» **TO DO**:
Copy out the data starting at the line that contains "clicking the tree." and ending at the line that contains "307 318 363 360", swapping "overcast" for "cloudy" and leaving everything else unchanged.
** BEGIN ROWS **
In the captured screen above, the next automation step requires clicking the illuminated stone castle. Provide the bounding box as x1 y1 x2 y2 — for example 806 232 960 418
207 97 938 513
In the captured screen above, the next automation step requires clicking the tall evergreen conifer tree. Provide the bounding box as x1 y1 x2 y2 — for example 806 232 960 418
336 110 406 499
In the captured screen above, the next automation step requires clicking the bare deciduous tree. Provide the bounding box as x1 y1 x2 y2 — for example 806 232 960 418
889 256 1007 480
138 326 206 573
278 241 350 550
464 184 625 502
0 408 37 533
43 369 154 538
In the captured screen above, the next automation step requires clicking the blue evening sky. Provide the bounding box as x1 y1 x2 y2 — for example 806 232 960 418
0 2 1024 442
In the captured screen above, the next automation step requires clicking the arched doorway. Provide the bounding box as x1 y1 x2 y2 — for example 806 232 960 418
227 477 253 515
** END ROWS **
** BEGIN ROWS **
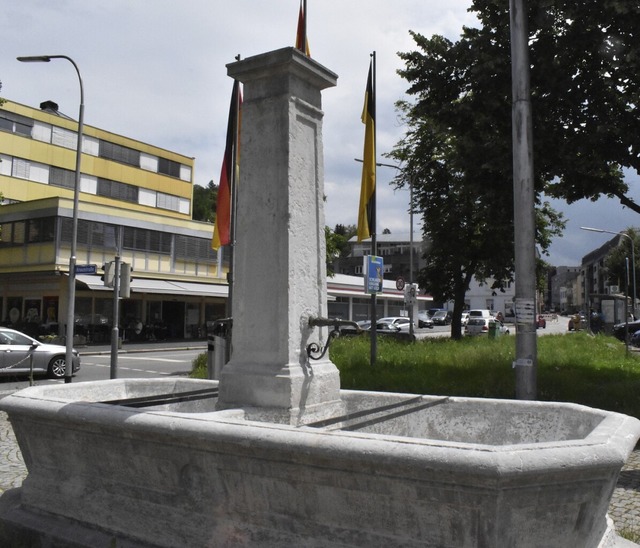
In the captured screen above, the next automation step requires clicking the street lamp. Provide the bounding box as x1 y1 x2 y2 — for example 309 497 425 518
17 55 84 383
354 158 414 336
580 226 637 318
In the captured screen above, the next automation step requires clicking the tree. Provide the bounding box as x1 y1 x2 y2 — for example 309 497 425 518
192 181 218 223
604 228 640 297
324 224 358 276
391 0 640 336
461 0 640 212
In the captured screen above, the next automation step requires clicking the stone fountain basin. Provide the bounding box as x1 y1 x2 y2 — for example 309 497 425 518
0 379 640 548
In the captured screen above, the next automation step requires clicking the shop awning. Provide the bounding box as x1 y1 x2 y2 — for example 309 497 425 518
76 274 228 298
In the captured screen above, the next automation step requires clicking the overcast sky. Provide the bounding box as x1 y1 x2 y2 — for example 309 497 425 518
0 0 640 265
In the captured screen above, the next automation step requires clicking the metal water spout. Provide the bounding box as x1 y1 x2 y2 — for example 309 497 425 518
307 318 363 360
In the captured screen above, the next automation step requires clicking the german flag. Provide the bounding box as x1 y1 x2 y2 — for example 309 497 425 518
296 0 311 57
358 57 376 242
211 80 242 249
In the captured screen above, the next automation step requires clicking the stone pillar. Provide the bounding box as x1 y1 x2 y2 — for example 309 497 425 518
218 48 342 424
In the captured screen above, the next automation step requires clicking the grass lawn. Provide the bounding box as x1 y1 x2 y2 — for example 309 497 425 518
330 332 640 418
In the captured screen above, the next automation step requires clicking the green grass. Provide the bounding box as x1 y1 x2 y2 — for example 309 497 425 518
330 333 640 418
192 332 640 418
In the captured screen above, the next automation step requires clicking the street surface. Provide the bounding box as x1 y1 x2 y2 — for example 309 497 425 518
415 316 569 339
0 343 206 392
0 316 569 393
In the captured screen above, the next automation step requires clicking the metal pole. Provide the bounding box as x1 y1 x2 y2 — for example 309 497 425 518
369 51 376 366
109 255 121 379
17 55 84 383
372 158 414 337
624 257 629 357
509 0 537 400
** END ROWS **
** BEGIN ROWS **
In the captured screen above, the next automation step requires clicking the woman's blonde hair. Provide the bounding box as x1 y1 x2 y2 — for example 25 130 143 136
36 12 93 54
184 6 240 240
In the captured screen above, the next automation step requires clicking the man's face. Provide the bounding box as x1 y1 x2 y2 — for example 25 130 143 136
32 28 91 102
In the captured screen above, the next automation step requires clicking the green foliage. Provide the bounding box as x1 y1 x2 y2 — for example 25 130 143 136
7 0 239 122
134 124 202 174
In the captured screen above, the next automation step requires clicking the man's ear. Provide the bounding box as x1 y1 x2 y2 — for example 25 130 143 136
** END ROWS **
» **RESULT FOR THIS TASK**:
In the captured screen above, the next automation step requires clicking the tree. Provide the bounding box as x1 y1 x2 y2 — for example 309 497 425 518
192 181 218 223
604 228 640 297
324 224 358 276
391 0 640 336
461 0 640 212
In the captured screen above, the next automation step requires clicking the stone fountain basin. Provide the bounding box as x1 y1 x2 y2 — for example 309 497 425 518
0 379 640 548
In the captured screen above, the next automation step requires clicking the shop awning. Provide the bounding box as x1 y1 x2 y2 — for example 309 497 425 518
76 274 228 298
In the captured screen above, the next automation step requires clicking the cloudy sky. Provide the bounding box as x1 y1 x2 y2 — for example 309 497 425 518
0 0 640 265
In the captured screen above, the next automation step requires clicking the metal water spout. Provide the bounding box as x1 y1 x2 y2 — for example 309 497 425 518
307 318 363 360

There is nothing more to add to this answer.